(Data excerpts)
----------

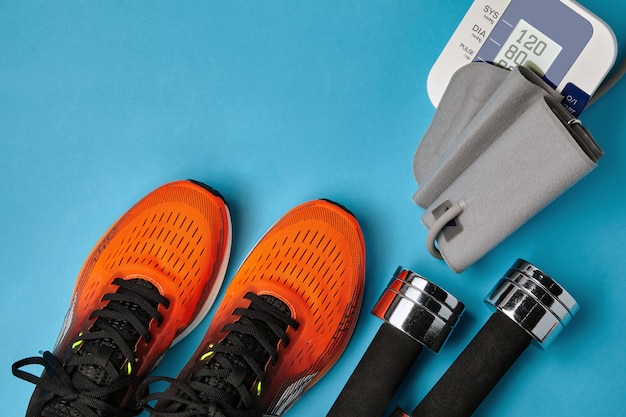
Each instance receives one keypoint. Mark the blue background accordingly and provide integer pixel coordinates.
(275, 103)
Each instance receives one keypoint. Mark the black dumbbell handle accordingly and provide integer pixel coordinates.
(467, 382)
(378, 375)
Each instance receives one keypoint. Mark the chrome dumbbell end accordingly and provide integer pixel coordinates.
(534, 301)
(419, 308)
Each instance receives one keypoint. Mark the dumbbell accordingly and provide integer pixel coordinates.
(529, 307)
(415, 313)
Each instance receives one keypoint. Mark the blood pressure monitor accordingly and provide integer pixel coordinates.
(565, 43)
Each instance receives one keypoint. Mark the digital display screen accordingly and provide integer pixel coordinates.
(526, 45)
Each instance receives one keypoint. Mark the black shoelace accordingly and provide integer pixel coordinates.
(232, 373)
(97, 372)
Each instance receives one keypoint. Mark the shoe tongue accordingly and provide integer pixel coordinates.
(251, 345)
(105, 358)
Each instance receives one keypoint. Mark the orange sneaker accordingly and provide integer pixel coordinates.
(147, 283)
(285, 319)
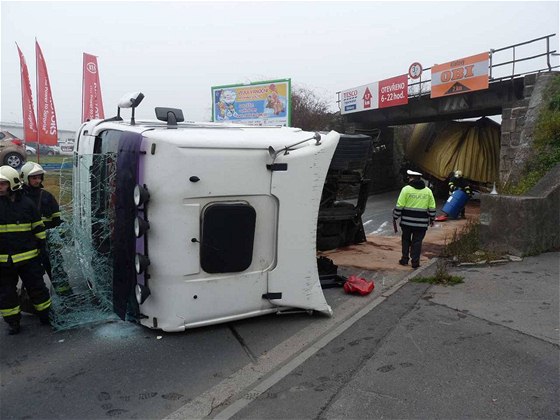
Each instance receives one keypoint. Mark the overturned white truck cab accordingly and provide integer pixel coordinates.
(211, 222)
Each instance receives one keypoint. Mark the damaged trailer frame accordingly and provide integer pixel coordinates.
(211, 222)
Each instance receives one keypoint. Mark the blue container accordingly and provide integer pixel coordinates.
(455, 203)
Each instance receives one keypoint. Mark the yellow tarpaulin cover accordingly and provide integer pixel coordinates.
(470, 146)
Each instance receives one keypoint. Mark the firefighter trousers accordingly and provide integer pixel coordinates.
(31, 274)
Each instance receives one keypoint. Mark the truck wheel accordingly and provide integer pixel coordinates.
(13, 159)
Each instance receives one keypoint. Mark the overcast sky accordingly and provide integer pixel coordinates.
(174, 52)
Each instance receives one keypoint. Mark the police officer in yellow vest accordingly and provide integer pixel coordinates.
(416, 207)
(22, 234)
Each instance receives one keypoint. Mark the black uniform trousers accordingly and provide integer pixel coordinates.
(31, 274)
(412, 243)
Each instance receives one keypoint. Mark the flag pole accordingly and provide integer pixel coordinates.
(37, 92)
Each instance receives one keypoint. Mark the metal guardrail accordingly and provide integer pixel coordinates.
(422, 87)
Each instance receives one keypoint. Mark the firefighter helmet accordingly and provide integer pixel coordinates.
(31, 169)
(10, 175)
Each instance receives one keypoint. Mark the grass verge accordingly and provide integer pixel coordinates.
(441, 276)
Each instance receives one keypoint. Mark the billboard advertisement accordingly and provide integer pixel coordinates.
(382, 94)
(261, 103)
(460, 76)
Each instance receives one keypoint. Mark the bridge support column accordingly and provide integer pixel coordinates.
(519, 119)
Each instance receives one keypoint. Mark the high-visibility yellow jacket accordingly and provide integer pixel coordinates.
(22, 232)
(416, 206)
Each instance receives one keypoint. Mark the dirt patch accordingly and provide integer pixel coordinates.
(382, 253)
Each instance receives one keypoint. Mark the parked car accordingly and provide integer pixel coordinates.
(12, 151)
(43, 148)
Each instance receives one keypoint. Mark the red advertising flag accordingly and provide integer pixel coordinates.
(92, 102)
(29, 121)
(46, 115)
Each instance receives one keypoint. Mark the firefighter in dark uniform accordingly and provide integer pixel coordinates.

----------

_WHAT YOU WILL DO_
This exercise needs every entry retyped exactly, with the pictures removed.

_TASK OUTPUT_
Each instance receives one keypoint. Mark the blue background accordingly and provide integer pixel coordinates.
(275, 103)
Each instance receives one keypoint. Mark the black dumbbell handle accordingly and provide integer pixel coordinates.
(467, 382)
(378, 375)
Each instance receives one keypoint. Mark the chrome dumbbell end accordingly and provide integer pixel coordinates.
(534, 301)
(419, 308)
Each instance receives one keypoint. Mark the dumbbell accordingly and provide integer pixel coordinates.
(529, 307)
(415, 313)
Each instance receives one keypoint. Mark the blood pressure monitor accordingly and provide integer pixel coordinates.
(565, 43)
Each instance receives one keypoint. Mark the digital display screen accordingly and provide integer pixel coordinates.
(526, 45)
Each instance receives one keypoint. Mark the black shoelace accordingly and provide integer pixel coordinates.
(232, 373)
(97, 372)
Each instance receives one keypoint. Mark the shoe tongue accordingly and provide integer pixel coordinates.
(251, 345)
(105, 358)
Each instance receives one keypoint. Mark the orange sneaker accordingly and provide integer pixel coordinates.
(147, 283)
(285, 319)
Each instance receives one keypoint. Mark the overturned white truck cab accordingly and provide integer pixel coordinates.
(211, 222)
Each instance receives one keypoint. Mark the damaged trailer frame accordingly and provide integer pixel coordinates.
(211, 222)
Each instance receives one keypoint. Mark the blue container accordingly and provide integer pixel coordinates.
(455, 203)
Each instance receives one keypoint. Mark the yellow tarpaulin cover accordingly and provide integer pixel coordinates.
(470, 146)
Each instance receives one keypoint. Mark the firefighter trousers accordingly and provide integer pixel coordinates.
(31, 274)
Each instance receives one keypoint. Mark the truck wheel accordingly and provide integer pixel coordinates.
(13, 159)
Each instance receives one keypoint. Mark the overcast sky accordingly and provide integer pixel coordinates.
(174, 52)
Each instance receives one keypoint. Mark the police officer in yellow vest accordingly and provide integer pixel coordinates.
(416, 207)
(22, 234)
Each instance receives one keypoint. Mark the black uniform trousers accordingly and provide integer pixel coordinates.
(31, 274)
(412, 243)
Each instance receives one keypoint. Mark the flag pole accordingly and provide integer pixel coordinates.
(37, 92)
Each instance receives one keypoint. Mark the metal guardrail accordingly and provide integer pixel coordinates.
(422, 87)
Each instance receives one keypoint. Mark the firefighter helmet accordingly and provide integer pixel coordinates.
(31, 169)
(10, 175)
Each instance receives one keypoint. Mark the grass verge accordingly and provide integer pixel coordinates.
(441, 276)
Each instance receives one keypoint. Mark the billboard advertisement accordingly and provide integer pixel coordinates.
(382, 94)
(261, 103)
(460, 76)
Each instance receives one keypoint. Mark the bridge support column accordingly and provide integer pixel coordinates.
(519, 119)
Each instance receives one keypoint. Mark the high-visibility yellow jacket accordingly and provide integer pixel coordinates.
(22, 232)
(416, 206)
Each instance receives one keypoint. Mark the dirt patch accordingly and provide integer pixel coordinates.
(382, 253)
Each instance receives one keypoint. Mark the parked car accordingly and provide integer pixel coordinates.
(12, 151)
(43, 148)
Each instance receives one keypoint. Mark the red advertising flag accordingly and provide integer pixel coordinates.
(92, 102)
(29, 121)
(46, 115)
Each instance receives one keypoint. Mark the firefighter in dark uniform accordingly and provide integer pixel coordinates.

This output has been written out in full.